Source information
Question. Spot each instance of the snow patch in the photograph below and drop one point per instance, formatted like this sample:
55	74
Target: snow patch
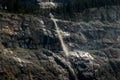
82	54
47	5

Task goal
Transcribe the records above verbatim. Do not carry over any picture.

Reply
Question. Spot each instance of the snow patch in the photograph below and drop one point per instance, formatted like this sample:
55	74
Target: snow patch
82	54
47	5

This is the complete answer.